### YOUR TASK
Could you scale the part of the material that opens with the line containing "TARGET = riot helmet" and closes with the line containing "(1093, 283)", both ends included, by multiplying every point coordinate by 1.15 and rounding to whole numbers with halves rounded up? Reproduce all other lines in that part unchanged, and give only that part.

### DATA SHOWN
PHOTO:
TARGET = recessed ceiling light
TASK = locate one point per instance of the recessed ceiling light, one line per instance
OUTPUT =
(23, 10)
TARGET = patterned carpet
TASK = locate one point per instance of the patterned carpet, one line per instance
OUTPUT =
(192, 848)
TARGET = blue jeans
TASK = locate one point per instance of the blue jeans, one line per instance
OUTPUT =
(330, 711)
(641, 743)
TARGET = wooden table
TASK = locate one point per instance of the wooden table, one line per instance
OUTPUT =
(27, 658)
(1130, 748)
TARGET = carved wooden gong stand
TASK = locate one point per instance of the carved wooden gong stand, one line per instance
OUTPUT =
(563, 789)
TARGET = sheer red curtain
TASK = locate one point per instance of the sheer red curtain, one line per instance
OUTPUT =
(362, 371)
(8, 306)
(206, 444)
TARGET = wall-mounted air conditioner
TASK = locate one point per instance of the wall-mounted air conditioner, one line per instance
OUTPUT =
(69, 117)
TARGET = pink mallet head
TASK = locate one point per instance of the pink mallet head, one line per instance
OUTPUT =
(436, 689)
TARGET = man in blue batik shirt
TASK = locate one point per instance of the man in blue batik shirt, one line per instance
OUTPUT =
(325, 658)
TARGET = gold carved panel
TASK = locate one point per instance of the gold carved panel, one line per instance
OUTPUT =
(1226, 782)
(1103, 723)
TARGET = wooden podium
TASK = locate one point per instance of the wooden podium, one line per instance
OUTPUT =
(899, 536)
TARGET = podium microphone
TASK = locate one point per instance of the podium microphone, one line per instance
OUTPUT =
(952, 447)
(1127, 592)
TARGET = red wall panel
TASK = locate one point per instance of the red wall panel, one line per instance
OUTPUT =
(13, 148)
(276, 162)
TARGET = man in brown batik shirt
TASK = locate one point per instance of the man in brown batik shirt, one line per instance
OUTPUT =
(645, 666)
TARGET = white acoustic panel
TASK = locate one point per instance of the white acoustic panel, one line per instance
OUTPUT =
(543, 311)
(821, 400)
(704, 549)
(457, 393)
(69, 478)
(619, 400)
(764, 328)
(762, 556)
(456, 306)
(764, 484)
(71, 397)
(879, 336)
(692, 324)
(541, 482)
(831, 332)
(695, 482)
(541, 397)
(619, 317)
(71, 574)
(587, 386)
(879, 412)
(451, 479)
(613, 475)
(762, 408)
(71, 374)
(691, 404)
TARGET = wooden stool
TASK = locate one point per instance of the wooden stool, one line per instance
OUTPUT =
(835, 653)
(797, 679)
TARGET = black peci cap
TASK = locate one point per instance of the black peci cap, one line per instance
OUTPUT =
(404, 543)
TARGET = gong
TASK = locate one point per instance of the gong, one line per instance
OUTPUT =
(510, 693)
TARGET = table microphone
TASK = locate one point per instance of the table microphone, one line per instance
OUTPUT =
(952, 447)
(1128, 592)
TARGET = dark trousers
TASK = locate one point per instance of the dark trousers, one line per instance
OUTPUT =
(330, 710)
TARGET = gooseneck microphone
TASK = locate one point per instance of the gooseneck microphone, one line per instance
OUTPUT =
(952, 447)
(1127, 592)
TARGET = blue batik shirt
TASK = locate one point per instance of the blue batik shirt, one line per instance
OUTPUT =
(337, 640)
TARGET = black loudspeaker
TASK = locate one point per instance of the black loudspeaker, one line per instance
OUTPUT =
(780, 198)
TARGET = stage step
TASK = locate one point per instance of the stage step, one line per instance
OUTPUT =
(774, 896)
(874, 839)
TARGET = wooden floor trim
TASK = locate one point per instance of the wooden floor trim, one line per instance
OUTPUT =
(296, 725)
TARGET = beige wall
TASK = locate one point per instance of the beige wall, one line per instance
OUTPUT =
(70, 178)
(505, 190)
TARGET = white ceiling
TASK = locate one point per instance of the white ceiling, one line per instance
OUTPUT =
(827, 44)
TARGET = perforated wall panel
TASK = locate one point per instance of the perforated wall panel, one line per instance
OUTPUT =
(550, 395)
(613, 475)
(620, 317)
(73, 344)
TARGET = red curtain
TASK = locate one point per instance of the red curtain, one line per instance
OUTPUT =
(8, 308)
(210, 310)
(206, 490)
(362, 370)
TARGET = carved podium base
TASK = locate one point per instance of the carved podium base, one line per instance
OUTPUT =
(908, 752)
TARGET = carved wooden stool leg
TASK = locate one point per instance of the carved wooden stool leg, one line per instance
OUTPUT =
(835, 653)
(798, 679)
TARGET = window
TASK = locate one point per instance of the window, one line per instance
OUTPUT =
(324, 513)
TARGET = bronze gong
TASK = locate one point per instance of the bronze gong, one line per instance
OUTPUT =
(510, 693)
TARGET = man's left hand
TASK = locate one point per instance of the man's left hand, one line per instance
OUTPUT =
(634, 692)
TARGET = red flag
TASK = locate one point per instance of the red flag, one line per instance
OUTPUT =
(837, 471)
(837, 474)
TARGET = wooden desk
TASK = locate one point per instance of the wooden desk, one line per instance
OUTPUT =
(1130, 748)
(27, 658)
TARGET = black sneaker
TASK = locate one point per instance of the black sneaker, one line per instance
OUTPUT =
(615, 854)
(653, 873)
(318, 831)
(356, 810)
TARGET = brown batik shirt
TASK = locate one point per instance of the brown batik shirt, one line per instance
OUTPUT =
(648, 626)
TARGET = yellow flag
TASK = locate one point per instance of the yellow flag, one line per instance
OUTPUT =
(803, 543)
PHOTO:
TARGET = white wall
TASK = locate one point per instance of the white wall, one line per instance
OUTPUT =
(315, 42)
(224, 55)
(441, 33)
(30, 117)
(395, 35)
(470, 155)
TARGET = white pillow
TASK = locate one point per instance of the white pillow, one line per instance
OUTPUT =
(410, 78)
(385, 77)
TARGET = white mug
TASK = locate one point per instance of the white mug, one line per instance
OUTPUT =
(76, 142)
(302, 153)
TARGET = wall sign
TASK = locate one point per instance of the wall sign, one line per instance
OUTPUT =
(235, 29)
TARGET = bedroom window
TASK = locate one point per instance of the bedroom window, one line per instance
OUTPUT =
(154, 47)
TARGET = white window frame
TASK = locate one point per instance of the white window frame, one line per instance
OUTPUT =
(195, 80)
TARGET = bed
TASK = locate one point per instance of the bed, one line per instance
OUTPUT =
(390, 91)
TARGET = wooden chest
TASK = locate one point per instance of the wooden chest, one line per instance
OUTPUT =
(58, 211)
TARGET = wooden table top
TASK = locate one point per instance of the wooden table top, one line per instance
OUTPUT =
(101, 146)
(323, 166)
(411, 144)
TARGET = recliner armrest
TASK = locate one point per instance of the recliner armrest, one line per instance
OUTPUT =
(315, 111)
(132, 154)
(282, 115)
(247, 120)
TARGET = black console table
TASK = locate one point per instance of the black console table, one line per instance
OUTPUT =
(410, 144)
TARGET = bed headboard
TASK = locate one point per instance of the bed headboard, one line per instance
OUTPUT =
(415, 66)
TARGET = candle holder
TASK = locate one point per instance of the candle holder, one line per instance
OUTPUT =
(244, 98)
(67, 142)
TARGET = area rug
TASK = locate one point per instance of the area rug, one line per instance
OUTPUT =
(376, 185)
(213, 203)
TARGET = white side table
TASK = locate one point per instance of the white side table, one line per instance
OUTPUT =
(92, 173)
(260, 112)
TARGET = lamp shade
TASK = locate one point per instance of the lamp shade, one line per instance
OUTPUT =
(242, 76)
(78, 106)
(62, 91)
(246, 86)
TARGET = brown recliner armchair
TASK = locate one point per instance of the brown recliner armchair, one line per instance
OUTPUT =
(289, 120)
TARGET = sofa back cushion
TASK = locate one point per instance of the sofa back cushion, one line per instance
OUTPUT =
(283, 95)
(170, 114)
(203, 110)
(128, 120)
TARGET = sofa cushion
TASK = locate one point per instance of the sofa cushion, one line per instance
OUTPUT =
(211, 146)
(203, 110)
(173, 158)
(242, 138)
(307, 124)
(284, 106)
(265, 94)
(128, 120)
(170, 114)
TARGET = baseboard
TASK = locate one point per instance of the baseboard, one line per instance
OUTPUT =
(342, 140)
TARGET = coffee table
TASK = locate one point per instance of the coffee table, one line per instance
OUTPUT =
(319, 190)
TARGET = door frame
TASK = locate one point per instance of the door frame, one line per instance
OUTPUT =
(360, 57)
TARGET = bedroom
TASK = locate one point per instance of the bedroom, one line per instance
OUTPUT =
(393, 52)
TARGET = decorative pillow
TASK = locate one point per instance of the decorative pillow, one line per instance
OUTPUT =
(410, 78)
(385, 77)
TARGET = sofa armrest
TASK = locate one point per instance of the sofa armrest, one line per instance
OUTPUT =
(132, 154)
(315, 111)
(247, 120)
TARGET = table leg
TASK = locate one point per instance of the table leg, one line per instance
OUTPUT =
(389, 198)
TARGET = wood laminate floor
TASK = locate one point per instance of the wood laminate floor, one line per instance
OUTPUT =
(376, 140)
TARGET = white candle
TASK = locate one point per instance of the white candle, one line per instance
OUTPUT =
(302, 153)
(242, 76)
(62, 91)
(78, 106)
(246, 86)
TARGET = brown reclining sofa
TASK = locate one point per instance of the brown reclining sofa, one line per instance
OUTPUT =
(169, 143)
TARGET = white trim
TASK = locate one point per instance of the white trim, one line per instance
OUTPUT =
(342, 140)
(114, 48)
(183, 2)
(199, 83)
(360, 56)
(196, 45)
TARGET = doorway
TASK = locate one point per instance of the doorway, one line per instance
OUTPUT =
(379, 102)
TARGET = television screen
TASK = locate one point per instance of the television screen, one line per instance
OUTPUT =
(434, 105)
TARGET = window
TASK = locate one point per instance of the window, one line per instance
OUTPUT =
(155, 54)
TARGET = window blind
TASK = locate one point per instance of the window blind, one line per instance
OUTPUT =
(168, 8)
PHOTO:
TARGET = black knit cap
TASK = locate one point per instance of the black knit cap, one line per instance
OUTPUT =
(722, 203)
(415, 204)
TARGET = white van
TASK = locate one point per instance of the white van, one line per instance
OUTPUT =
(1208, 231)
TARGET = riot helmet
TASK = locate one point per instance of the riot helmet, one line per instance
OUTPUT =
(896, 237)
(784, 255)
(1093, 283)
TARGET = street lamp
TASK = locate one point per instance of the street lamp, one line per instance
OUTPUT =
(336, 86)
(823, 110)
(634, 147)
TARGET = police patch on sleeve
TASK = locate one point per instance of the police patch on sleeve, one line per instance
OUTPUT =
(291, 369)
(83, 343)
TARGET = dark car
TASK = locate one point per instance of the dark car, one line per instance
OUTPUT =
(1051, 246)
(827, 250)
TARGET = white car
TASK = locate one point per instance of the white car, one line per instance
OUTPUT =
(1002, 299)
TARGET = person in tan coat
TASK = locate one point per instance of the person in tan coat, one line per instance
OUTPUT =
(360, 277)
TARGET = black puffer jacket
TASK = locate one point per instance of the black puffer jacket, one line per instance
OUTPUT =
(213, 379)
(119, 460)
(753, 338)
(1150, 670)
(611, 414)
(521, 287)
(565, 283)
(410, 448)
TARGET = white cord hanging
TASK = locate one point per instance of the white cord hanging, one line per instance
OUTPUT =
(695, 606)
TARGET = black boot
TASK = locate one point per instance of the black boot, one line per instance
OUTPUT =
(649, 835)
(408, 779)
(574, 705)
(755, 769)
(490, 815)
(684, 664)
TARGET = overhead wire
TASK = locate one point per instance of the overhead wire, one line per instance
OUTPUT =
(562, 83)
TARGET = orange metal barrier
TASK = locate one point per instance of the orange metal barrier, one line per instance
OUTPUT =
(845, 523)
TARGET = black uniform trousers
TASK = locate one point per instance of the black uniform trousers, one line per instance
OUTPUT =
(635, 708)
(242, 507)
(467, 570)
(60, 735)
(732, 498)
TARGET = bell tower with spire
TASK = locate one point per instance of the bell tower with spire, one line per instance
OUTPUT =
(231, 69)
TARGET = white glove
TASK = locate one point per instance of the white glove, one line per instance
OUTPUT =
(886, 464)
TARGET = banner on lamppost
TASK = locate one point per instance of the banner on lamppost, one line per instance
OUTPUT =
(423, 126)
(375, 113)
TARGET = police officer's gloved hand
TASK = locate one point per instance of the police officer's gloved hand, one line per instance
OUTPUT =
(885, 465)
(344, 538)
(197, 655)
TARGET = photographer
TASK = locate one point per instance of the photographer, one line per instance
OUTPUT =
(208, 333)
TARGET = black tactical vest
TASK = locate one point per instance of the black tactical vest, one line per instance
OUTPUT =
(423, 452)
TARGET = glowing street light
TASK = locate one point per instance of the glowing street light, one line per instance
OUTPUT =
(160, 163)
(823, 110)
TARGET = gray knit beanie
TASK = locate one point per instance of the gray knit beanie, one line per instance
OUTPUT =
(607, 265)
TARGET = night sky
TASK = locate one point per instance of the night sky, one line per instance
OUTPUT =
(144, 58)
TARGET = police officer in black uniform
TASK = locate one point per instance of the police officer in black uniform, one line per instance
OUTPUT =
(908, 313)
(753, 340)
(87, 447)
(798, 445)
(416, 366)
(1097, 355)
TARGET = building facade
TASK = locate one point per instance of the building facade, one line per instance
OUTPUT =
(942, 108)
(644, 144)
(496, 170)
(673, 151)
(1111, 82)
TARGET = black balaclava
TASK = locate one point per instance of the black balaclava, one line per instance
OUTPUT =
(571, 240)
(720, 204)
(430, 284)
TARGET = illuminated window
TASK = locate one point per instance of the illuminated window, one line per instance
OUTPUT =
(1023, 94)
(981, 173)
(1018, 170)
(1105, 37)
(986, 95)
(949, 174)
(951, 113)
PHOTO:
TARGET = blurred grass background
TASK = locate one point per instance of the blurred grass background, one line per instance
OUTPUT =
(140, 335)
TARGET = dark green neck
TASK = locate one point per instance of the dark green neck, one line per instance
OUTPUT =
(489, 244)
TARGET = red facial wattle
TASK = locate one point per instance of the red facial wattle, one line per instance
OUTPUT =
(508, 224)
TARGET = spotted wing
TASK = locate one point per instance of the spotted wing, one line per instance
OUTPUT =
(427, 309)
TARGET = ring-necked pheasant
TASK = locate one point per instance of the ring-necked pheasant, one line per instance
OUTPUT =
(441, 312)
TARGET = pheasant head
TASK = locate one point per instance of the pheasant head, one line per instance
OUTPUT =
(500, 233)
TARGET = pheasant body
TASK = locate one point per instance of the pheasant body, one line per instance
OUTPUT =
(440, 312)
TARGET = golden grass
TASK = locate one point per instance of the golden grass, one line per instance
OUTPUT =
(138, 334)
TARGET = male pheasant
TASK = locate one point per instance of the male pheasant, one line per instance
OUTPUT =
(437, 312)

### EXPECTED OUTPUT
TARGET = riot helmet
TASK = locate one point per instance of the riot helmet, one line per instance
OUTPUT =
(1030, 273)
(902, 293)
(1257, 325)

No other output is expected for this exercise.